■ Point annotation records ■
┌──
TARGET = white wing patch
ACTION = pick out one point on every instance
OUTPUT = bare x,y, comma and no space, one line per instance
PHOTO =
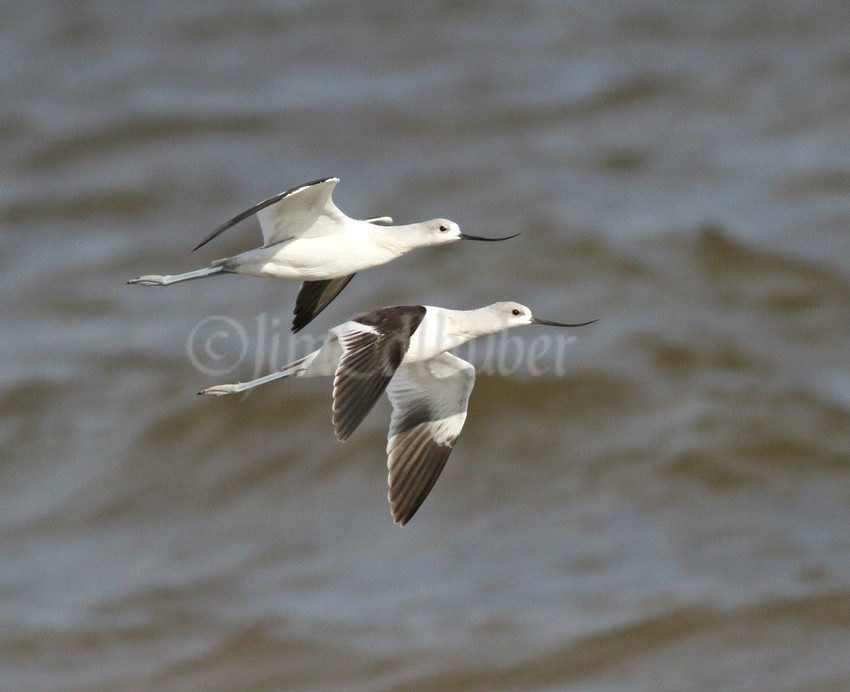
307,211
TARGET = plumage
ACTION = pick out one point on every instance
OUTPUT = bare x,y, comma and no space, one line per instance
403,350
307,238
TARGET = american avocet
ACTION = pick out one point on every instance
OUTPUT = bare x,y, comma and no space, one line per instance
306,238
403,350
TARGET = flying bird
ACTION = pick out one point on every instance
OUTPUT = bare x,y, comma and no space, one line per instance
306,238
403,350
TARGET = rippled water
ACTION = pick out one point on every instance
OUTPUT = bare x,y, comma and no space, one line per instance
670,512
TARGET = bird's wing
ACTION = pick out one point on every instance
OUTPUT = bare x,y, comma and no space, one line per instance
429,402
314,297
304,210
373,346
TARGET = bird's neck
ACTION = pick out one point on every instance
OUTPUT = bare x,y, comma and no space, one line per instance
396,239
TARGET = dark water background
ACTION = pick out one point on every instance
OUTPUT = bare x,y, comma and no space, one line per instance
673,513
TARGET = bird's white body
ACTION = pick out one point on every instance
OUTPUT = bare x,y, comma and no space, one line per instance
307,238
404,351
362,245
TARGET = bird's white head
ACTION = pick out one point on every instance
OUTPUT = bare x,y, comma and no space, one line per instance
440,232
443,232
499,316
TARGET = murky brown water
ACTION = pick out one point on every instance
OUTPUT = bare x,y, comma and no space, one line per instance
670,512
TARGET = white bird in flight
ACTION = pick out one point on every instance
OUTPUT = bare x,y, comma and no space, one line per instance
403,350
306,238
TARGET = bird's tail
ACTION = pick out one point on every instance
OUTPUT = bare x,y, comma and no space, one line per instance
157,280
289,370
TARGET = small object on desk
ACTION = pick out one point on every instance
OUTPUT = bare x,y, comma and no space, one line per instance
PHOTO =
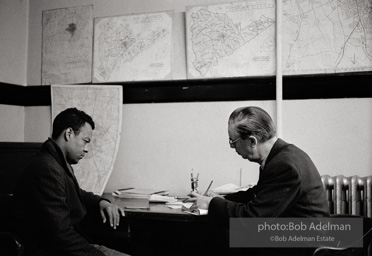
└──
■ What is asked ■
Count the lines in the material that contain the string "white" and give only that number.

■ Solution to the exercise ■
4